[RECORDS]:
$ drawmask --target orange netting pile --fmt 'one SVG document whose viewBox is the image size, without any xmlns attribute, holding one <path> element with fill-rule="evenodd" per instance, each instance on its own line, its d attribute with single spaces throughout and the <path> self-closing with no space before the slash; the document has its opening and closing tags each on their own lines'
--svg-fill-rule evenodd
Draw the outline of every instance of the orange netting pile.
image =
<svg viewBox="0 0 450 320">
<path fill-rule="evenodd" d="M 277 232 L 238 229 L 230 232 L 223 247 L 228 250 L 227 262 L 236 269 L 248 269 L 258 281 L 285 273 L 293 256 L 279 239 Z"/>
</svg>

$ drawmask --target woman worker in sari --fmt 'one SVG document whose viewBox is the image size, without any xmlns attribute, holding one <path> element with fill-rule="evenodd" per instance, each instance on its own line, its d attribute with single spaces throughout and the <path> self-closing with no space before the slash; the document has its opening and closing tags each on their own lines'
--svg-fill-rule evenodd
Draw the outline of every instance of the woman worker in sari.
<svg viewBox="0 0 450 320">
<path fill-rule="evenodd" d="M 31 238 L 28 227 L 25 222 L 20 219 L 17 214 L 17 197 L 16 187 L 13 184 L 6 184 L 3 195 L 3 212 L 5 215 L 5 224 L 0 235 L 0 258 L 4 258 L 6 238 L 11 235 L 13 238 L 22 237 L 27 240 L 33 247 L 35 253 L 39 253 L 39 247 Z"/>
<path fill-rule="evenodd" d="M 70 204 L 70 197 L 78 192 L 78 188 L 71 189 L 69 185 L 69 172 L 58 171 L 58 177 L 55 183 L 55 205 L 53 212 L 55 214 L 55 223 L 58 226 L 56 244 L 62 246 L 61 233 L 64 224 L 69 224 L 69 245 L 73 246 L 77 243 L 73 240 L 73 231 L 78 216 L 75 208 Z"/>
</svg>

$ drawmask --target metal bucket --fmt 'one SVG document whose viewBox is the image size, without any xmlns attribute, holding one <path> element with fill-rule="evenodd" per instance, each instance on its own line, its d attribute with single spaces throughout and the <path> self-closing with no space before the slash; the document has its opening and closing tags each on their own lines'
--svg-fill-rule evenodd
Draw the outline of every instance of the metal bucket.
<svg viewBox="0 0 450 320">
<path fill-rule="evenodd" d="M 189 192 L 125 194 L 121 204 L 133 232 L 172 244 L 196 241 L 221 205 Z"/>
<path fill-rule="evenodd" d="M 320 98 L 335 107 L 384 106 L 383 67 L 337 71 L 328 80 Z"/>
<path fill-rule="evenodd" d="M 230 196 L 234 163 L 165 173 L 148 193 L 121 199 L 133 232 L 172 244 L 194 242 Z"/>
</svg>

[EXERCISE BRIEF]: Within the records, in how many lines does the string "pile" occur? Give the number and no other text.

[ANSWER BELOW]: 2